* Stated exercise A
From the court opinion below, list every attorney named as counsel for either side.
* Stated exercise B
In the court opinion below, where was the knife found during the protective sweep?

* Page extract
-----

Opinion
I.D. No. 1005001549.
Submitted: December 6, 2010.
Decided: December 27, 2010.
On Defendant's Motion to Suppress. DENIED.
Matthew B. Frawley, Esquire, Mark A. Denney, Jr., Esquire, Deputy Attorneys General, Delaware Department of Justice, Wilmington, Delaware, Attorneys for State.
James M. Stiller, Jr., Esquire, Benjamin A. Schwartz, Esquire, Schwartz Schwartz, P.A., Dover, Delaware, Attorneys for Defendant Abubakr A. Bior.
Dear Counsel:
INTRODUCTION
This case arises from a May 2, 2010 altercation between Abubakr A. Bior ("Defendant") and Eric E. Ray, the alleged victim. As a result of this altercation, Mr. Ray received a stab wound to his abdomen. The police responded to this incident and were directed to Defendant's residence, 212 Tinsley Court, Newark, Delaware. Defendant was apprehended, and the police engaged in a "protective sweep" of the home, then "held the residence pending a search warrant." During the course of this protective sweep, a knife was located under a mattress in a second floor bedroom. The police did not seize the knife at this time; the knife was collected after a nighttime search warrant was issued.
Def.'s Mot. to Suppress at 1.
Adult Complaint and Warrant of May 3, 2010 Ex. B.
Def.'s Mot. to Suppress at 1.
Suppression Hearing Transcript of Nov. 12, 2010 at 15 [hereinafter "Tr. at ___ ].
Id.
On June 21, 2010, Defendant was indicted by a Grand Jury. The indictment included one count of Attempted Murder First Degree and one count of Possession of a Deadly Weapon During the Commission of a Felony.

-----

* Provided information
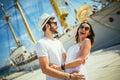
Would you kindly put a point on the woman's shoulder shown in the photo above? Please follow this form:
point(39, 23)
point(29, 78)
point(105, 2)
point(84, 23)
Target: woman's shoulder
point(86, 40)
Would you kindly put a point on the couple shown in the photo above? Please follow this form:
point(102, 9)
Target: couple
point(52, 55)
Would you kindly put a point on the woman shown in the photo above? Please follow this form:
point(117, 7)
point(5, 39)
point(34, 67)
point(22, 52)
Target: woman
point(78, 53)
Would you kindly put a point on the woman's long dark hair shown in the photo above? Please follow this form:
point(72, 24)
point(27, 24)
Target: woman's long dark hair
point(91, 36)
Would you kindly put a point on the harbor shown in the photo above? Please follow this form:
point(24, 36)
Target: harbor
point(101, 65)
point(20, 31)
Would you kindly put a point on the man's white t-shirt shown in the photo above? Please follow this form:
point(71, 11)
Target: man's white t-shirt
point(53, 49)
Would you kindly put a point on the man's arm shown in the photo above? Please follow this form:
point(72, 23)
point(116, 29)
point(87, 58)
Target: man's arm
point(46, 69)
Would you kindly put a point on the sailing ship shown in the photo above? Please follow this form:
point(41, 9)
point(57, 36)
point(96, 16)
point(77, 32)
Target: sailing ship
point(105, 23)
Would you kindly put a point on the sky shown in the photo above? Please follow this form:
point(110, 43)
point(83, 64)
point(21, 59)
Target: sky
point(32, 9)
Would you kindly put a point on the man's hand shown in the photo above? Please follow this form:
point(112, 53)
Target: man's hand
point(55, 67)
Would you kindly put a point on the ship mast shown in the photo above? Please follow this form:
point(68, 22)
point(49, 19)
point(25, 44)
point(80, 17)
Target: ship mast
point(10, 26)
point(25, 22)
point(61, 16)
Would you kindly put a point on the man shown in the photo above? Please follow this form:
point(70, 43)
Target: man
point(50, 51)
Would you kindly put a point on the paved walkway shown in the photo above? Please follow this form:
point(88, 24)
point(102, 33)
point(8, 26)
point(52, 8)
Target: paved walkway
point(101, 65)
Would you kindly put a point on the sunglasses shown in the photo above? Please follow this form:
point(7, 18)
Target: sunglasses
point(53, 23)
point(86, 28)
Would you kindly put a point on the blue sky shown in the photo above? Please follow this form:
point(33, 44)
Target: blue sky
point(32, 10)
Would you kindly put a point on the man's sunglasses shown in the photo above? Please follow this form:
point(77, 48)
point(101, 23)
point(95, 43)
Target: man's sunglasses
point(53, 23)
point(86, 28)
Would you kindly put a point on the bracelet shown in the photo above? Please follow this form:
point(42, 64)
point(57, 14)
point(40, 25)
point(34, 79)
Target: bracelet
point(70, 76)
point(63, 66)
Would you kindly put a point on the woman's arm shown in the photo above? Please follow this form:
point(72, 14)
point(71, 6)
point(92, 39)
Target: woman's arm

-----

* Expected answer A
Matthew B. Frawley
Mark A. Denney, Jr.
James M. Stiller, Jr.
Benjamin A. Schwartz

* Expected answer B
Under a mattress in a second floor bedroom.